━━━ Source information

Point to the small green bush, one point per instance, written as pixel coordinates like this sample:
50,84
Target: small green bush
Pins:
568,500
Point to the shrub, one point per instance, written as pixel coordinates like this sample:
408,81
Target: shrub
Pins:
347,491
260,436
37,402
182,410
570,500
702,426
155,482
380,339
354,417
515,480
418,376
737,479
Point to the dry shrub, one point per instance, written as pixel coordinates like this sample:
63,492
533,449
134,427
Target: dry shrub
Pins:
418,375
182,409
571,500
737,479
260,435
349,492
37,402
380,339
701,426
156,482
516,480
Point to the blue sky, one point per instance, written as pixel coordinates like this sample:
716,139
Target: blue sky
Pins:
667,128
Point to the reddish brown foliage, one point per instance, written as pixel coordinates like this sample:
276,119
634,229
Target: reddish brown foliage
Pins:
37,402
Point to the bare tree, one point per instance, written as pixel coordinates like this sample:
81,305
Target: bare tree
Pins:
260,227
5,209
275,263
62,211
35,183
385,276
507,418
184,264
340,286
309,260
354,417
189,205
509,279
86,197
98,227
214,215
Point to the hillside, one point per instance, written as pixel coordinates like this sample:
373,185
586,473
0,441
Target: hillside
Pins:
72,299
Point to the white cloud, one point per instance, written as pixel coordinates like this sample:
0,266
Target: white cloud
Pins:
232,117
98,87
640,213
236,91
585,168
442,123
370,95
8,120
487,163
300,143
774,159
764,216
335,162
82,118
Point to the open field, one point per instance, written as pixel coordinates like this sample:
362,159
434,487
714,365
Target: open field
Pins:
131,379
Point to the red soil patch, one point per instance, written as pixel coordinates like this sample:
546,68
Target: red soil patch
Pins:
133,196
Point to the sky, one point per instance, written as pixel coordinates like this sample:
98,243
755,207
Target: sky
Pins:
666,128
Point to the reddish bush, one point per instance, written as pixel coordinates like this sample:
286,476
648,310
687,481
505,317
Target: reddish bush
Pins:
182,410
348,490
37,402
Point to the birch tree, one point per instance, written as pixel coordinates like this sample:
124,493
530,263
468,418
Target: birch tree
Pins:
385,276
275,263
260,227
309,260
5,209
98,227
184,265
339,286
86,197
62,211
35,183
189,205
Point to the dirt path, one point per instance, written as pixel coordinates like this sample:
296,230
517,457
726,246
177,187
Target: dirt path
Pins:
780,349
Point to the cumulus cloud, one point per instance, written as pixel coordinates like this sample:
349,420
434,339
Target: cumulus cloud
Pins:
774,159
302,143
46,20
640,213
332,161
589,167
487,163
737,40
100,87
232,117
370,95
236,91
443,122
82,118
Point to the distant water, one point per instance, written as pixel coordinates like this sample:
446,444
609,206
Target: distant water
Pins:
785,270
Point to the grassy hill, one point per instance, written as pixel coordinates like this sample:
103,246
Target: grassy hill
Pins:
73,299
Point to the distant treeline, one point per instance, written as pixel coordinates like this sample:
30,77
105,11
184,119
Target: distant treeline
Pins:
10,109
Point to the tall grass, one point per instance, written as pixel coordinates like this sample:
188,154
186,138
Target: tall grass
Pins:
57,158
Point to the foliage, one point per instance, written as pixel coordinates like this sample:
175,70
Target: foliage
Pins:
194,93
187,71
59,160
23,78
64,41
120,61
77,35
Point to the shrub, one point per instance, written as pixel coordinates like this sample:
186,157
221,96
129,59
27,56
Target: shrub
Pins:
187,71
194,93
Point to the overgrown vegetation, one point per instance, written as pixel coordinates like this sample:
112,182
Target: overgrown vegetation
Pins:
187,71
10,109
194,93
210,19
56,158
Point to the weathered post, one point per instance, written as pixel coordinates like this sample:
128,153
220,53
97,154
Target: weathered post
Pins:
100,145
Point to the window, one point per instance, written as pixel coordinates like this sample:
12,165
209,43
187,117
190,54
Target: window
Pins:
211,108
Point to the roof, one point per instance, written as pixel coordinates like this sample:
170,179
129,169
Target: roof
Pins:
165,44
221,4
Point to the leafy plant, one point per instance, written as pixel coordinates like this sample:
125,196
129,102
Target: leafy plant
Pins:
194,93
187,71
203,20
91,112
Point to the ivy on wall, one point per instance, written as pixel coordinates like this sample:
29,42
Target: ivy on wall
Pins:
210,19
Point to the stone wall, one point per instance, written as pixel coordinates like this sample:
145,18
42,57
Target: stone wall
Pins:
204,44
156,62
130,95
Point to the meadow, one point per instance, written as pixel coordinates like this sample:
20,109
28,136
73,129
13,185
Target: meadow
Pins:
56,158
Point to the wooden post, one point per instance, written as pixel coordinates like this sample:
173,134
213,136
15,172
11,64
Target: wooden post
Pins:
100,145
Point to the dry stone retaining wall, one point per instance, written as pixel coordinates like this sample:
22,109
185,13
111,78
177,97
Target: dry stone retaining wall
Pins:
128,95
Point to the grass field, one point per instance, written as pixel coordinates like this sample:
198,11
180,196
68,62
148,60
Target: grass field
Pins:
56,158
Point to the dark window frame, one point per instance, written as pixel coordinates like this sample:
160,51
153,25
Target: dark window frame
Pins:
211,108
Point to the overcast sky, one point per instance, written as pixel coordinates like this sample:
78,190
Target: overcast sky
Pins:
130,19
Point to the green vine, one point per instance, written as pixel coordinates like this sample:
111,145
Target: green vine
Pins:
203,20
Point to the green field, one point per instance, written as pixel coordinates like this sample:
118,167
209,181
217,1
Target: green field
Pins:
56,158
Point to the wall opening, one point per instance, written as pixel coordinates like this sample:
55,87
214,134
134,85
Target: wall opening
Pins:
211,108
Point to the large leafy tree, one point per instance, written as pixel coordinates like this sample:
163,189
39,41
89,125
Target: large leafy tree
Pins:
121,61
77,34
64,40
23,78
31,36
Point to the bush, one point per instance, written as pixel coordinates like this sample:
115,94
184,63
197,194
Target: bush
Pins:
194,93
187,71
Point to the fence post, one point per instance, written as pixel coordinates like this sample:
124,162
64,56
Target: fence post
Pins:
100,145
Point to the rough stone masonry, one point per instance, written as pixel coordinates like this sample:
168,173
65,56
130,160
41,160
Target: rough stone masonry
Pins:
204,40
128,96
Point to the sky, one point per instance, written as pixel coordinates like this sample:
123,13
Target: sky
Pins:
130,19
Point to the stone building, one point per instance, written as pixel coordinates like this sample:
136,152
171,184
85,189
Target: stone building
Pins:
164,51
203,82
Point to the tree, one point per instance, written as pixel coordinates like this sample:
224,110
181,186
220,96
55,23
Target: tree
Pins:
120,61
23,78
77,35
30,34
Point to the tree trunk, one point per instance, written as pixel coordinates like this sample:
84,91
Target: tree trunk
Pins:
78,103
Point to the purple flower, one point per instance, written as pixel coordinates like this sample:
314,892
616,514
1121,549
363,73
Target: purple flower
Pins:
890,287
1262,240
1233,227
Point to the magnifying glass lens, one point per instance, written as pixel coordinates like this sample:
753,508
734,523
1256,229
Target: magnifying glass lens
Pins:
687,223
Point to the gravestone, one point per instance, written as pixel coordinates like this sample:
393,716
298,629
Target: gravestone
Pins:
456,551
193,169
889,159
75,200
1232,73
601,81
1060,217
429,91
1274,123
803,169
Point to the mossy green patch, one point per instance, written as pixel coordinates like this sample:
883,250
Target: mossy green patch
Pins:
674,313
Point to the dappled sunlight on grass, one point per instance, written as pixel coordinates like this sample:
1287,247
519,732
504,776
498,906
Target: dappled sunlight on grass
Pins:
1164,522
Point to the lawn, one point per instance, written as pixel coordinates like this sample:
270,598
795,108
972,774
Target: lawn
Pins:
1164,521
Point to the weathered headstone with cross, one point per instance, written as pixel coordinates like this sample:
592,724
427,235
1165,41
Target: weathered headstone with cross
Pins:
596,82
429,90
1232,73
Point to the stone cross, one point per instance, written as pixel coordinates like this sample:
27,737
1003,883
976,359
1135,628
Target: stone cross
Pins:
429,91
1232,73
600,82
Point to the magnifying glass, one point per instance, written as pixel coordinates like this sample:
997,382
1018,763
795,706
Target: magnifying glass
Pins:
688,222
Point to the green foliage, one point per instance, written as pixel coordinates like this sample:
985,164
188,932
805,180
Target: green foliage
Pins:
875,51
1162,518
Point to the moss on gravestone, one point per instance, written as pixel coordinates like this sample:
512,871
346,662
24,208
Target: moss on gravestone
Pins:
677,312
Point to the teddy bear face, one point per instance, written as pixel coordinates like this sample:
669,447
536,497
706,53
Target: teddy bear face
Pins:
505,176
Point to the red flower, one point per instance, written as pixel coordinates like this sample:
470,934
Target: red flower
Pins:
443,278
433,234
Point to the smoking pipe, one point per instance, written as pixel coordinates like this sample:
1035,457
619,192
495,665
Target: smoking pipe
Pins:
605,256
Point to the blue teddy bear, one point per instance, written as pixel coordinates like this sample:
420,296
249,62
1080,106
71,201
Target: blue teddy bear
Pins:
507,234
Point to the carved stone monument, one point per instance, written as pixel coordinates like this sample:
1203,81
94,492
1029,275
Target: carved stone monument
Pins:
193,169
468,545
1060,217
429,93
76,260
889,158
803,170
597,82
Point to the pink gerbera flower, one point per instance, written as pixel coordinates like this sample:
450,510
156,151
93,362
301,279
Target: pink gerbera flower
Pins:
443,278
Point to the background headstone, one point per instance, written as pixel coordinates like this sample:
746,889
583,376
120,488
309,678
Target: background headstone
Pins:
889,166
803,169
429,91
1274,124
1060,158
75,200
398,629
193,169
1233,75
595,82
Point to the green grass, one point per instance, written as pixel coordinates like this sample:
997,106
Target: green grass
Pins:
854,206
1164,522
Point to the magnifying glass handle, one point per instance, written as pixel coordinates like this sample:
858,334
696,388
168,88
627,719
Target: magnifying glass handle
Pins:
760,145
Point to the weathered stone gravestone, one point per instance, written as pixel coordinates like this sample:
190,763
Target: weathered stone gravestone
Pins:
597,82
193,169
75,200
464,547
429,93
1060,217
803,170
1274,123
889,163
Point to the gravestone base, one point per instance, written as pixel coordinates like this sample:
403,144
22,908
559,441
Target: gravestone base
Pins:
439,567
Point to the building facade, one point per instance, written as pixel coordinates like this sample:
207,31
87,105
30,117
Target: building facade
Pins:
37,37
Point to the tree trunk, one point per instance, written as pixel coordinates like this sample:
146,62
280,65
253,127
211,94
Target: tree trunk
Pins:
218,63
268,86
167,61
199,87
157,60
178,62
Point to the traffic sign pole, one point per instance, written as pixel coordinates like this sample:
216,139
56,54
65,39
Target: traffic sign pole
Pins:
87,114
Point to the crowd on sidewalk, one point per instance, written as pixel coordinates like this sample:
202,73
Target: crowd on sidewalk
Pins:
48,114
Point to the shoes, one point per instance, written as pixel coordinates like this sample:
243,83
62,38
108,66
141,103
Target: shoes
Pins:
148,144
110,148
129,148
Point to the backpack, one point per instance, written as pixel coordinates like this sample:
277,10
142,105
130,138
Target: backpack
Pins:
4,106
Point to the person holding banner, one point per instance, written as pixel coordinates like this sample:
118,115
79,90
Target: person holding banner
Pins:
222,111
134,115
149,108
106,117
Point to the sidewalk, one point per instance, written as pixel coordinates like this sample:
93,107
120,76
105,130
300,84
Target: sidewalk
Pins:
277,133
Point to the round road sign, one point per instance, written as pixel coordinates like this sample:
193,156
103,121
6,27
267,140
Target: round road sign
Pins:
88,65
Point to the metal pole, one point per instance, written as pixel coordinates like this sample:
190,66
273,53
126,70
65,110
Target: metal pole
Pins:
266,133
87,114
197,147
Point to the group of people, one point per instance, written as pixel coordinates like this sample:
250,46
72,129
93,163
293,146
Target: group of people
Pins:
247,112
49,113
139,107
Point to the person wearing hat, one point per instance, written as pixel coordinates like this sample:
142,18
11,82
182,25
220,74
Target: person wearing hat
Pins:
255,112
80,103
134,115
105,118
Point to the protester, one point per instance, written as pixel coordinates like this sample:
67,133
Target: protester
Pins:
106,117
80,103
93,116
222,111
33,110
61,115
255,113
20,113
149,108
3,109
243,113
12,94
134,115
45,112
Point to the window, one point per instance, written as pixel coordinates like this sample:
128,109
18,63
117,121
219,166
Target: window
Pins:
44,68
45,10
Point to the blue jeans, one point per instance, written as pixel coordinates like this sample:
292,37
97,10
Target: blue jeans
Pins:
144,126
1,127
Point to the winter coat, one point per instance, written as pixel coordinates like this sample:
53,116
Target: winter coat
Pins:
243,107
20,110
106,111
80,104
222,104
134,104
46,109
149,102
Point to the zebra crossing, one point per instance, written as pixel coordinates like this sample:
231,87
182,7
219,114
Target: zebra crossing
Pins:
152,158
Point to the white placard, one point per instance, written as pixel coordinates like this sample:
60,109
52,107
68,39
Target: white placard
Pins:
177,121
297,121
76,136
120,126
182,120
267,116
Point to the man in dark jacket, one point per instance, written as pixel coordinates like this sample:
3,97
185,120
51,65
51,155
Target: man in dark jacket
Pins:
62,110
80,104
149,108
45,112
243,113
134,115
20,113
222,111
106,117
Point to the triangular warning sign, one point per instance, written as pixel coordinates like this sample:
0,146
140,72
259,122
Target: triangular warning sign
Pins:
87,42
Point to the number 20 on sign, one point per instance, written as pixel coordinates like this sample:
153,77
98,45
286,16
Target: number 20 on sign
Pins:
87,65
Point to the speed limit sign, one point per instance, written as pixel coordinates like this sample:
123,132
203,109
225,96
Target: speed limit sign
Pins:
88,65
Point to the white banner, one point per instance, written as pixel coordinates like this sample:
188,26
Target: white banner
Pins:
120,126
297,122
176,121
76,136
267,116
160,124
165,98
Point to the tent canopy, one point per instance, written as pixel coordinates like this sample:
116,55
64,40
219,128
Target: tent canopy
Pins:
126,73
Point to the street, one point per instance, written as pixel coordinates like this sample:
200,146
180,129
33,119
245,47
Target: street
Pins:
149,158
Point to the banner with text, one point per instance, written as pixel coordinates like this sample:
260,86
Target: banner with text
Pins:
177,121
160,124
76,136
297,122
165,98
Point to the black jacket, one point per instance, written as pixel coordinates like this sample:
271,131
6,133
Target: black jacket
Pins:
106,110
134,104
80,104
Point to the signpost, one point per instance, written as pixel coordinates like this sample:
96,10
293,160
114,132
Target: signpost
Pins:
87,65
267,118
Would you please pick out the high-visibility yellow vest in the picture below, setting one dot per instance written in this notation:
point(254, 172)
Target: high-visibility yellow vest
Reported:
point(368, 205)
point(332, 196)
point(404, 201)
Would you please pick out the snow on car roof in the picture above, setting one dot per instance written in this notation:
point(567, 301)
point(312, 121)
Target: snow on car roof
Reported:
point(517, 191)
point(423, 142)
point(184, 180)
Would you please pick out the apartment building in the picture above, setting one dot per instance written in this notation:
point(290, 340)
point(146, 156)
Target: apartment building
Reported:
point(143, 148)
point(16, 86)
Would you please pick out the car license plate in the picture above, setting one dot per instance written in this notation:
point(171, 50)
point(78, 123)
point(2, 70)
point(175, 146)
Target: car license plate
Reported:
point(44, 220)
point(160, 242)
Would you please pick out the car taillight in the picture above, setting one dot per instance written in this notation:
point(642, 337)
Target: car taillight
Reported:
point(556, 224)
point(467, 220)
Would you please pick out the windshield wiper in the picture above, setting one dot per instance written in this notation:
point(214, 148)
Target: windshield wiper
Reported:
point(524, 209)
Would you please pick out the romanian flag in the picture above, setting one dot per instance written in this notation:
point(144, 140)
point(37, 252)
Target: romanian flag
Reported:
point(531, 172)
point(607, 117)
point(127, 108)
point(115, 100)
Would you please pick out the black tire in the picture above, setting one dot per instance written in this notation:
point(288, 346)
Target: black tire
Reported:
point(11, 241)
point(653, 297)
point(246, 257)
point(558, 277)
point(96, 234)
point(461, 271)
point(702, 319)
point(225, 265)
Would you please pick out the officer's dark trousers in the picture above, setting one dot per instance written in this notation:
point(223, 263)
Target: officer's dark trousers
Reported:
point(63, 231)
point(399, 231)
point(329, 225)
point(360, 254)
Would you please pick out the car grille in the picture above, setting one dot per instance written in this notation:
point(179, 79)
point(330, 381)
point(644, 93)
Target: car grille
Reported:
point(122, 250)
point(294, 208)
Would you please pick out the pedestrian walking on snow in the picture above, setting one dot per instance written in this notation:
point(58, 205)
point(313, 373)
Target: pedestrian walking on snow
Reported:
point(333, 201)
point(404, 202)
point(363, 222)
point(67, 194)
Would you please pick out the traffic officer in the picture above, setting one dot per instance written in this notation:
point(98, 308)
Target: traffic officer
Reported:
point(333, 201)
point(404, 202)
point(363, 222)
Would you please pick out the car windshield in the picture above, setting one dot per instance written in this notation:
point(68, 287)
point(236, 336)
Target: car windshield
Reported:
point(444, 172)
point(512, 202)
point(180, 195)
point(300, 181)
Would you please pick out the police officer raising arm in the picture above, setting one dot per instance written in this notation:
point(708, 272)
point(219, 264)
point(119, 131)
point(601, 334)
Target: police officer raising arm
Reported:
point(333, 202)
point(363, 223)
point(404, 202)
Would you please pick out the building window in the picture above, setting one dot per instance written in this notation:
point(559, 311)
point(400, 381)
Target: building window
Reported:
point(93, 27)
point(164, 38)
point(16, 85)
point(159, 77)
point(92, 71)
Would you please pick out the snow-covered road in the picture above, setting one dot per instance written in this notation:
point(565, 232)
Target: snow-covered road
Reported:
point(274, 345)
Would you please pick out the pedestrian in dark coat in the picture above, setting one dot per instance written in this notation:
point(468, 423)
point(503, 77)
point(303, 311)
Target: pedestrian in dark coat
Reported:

━━━━━━

Your task ::
Apply a filter for "pipe" to the entries and show each line that passes.

Problem solution ::
Point to the smoking pipe, one point per instance, written as pixel coordinates like this sample:
Target: smoking pipe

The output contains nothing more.